[Stored entries]
^^^^^^^^

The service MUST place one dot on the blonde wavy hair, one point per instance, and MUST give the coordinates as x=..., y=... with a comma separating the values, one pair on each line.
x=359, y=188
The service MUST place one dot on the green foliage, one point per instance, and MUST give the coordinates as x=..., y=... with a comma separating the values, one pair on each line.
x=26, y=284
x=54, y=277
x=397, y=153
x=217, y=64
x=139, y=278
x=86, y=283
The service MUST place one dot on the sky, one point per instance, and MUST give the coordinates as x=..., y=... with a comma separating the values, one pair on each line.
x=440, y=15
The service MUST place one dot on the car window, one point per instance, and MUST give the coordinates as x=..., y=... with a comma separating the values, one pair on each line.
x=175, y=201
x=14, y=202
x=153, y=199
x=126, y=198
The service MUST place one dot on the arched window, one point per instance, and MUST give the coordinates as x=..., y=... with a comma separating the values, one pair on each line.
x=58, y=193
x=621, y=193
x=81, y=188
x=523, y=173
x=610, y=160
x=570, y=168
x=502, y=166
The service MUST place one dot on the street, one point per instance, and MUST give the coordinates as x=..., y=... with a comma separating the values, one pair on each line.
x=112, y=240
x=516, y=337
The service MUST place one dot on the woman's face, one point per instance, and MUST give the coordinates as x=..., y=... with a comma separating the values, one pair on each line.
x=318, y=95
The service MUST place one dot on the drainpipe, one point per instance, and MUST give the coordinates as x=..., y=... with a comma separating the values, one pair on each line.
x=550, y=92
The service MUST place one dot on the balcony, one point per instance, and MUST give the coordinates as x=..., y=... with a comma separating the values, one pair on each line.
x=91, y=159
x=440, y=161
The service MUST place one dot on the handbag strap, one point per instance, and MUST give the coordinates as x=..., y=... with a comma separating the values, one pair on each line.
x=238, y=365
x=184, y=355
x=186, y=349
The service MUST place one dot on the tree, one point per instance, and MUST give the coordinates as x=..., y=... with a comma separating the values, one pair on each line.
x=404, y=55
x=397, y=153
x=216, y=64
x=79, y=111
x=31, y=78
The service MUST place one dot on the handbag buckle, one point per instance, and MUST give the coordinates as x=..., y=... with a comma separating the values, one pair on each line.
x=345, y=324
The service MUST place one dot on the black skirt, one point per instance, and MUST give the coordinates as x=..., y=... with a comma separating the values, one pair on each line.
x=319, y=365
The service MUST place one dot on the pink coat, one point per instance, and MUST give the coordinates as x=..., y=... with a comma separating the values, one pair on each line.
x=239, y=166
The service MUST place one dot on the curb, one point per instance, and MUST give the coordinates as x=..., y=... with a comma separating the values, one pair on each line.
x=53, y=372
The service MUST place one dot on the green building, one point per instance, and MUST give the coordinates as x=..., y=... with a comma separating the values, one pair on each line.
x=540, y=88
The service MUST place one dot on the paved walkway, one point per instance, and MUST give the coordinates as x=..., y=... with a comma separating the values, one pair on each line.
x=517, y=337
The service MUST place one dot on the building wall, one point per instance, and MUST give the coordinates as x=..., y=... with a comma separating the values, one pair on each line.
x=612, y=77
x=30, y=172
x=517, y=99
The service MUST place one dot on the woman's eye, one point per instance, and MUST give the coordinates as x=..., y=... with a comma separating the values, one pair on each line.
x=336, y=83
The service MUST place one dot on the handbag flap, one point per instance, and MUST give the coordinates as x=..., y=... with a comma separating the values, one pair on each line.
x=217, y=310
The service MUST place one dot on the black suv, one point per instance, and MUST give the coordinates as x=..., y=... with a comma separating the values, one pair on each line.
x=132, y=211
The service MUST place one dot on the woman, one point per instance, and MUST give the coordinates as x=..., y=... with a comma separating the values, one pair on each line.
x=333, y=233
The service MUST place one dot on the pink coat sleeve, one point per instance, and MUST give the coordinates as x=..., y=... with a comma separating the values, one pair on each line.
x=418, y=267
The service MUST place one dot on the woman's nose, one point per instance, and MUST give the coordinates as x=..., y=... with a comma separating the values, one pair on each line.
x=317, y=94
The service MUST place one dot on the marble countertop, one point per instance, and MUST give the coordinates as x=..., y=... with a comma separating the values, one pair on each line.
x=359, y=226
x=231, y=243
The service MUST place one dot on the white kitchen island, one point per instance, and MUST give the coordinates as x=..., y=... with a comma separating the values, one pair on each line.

^^^^^^^^

» Task requirements:
Above are stored entries. Write out, word for word, the lines between the one containing "The service MUST place one dot on the street, one" and the one containing "x=186, y=349", inclusive.

» Task result:
The service MUST place one dot on the street, one point per instance, and MUST give the coordinates as x=..., y=... with a comma separating the values, one pair on each line.
x=112, y=240
x=516, y=337
The service MUST place one dot on the woman's face, one point per instance, and MUST give the coordinates as x=..., y=... with a comma separating the values, one pair on each line.
x=318, y=95
The service MUST place one dot on the drainpipe, one point per instance, and MUST give the coordinates as x=..., y=... with a comma separating the values, one pair on each line.
x=550, y=92
The service MUST place one dot on the balcony, one point per instance, and MUST give the coordinates as x=..., y=... with a comma separating the values, one pair on each line.
x=91, y=159
x=440, y=161
The service MUST place one dot on the handbag strap, one point per instance, and MUST give the coordinates as x=..., y=... with a comma separating the values, one pair on each line.
x=238, y=365
x=184, y=355
x=186, y=349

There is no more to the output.